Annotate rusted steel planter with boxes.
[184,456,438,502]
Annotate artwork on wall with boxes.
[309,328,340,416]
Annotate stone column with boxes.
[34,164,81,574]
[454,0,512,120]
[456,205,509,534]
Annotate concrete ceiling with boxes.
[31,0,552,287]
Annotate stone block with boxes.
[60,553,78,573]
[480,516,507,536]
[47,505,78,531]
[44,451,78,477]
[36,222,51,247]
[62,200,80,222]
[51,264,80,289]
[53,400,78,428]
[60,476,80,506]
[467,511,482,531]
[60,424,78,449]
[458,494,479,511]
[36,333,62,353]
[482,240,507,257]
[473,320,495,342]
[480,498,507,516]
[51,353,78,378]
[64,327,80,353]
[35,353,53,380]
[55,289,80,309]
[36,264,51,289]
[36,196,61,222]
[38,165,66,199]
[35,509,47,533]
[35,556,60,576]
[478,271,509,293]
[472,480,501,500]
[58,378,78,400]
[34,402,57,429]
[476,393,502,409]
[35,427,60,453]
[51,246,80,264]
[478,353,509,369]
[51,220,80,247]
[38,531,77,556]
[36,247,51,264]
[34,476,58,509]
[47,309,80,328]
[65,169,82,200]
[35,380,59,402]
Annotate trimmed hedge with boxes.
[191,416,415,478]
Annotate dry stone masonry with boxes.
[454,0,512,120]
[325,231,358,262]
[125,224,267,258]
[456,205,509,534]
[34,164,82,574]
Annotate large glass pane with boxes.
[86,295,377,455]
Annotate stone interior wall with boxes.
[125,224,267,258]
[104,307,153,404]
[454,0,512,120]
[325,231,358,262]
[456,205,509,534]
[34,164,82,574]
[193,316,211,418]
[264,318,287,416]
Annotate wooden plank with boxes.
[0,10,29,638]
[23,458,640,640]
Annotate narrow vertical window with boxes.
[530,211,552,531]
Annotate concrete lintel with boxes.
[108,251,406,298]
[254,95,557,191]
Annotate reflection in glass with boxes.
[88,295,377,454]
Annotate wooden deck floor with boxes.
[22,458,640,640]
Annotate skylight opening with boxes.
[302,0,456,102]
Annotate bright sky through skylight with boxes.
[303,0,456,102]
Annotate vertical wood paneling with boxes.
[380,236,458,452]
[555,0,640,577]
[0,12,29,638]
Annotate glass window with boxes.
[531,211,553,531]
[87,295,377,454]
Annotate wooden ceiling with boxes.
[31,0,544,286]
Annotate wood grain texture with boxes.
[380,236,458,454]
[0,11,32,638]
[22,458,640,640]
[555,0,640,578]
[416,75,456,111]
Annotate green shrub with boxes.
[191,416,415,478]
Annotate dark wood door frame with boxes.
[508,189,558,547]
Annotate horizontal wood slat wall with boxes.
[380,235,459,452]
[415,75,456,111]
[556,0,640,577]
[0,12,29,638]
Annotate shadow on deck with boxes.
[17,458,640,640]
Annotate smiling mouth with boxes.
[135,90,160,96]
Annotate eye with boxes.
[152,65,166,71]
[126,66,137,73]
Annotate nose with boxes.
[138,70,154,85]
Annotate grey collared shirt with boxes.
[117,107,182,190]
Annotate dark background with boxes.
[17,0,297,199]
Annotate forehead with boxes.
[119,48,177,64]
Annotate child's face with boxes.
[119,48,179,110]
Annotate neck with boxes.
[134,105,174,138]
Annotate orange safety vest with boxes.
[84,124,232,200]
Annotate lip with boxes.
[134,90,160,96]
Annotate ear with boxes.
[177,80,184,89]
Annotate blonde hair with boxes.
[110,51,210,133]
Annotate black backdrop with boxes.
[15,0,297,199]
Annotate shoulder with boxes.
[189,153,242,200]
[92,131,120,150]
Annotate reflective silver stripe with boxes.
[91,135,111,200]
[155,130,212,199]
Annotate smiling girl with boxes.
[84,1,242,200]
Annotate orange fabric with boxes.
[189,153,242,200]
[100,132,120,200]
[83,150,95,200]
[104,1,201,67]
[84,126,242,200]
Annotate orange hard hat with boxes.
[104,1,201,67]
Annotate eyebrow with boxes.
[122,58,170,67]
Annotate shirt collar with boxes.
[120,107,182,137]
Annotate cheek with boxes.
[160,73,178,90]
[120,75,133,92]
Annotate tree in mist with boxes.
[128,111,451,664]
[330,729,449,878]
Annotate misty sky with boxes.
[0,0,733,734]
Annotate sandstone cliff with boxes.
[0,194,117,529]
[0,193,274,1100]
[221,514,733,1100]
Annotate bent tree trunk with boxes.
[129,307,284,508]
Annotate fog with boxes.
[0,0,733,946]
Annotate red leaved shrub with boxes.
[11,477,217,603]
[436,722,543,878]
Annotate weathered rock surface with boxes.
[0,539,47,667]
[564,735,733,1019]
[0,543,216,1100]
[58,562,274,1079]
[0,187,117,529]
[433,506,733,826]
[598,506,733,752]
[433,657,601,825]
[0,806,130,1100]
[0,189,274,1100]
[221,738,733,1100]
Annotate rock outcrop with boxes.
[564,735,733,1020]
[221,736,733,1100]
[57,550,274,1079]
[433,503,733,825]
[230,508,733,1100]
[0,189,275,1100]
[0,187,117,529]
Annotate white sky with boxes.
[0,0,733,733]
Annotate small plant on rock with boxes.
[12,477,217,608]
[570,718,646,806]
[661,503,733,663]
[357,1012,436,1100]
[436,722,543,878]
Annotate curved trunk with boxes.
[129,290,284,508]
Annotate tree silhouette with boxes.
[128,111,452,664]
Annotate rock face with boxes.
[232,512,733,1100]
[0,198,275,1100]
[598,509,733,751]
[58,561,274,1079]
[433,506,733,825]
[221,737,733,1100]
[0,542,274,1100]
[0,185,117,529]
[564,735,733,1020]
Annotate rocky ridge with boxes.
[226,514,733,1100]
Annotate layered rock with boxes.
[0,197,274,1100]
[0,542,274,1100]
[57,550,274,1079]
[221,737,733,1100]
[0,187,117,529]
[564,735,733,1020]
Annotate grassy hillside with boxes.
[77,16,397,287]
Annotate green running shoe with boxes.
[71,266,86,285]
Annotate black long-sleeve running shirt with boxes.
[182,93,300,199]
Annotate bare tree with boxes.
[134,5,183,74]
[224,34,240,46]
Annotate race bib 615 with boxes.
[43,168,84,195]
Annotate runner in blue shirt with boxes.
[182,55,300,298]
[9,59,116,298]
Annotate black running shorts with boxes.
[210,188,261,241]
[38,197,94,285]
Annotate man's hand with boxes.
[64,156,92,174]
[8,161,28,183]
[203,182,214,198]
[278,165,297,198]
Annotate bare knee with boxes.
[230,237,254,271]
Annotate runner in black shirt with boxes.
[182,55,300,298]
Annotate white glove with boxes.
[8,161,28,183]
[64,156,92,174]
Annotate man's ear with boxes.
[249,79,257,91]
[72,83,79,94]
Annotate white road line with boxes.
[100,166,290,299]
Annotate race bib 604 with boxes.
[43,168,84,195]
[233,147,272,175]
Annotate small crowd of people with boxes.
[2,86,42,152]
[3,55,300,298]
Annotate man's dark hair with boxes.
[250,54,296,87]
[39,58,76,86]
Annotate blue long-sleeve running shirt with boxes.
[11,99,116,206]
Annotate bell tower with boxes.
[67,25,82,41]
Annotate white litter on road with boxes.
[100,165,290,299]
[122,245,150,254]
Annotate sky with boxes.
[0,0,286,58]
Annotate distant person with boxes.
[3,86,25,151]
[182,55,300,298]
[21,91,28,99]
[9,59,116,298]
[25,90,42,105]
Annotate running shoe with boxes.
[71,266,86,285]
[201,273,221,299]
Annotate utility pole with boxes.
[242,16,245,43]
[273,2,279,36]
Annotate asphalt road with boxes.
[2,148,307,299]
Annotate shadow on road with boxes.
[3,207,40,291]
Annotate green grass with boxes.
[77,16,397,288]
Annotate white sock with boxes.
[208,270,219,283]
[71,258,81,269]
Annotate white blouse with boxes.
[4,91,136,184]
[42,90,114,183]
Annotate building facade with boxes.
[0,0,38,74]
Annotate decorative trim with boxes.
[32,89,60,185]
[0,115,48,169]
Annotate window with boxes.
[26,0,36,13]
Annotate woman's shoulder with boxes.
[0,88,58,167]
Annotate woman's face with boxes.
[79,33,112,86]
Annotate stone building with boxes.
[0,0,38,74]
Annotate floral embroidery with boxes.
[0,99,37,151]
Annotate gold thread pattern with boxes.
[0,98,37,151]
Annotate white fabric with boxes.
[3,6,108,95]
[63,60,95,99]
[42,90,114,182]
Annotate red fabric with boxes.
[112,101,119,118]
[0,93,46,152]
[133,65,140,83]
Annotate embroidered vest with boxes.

+--

WHAT THE TASK REQUIRES: Repeat the lines of the records verbatim, beginning with the line that contains "Annotate weathered rock surface with boxes." and continuing through the line that contains "[128,111,452,664]", both included.

CORRECT OUTPUT:
Annotate weathered rock surface with boxes.
[0,539,47,667]
[564,735,733,1019]
[0,543,216,1100]
[58,562,274,1079]
[0,187,117,529]
[433,506,733,826]
[598,506,733,752]
[433,657,601,825]
[0,806,130,1100]
[0,189,274,1100]
[221,738,733,1100]
Annotate rock outcrop with boxes.
[564,735,733,1020]
[221,736,733,1100]
[57,550,274,1079]
[433,503,733,825]
[230,508,733,1100]
[0,189,275,1100]
[0,187,117,529]
Annotate white sky with boxes.
[0,0,733,733]
Annotate small plant on rock with boxes.
[12,477,217,608]
[570,718,646,806]
[661,503,733,663]
[357,1012,436,1100]
[436,722,543,878]
Annotate curved trunk with boxes.
[129,290,284,508]
Annotate tree silhouette with boxes.
[128,111,452,664]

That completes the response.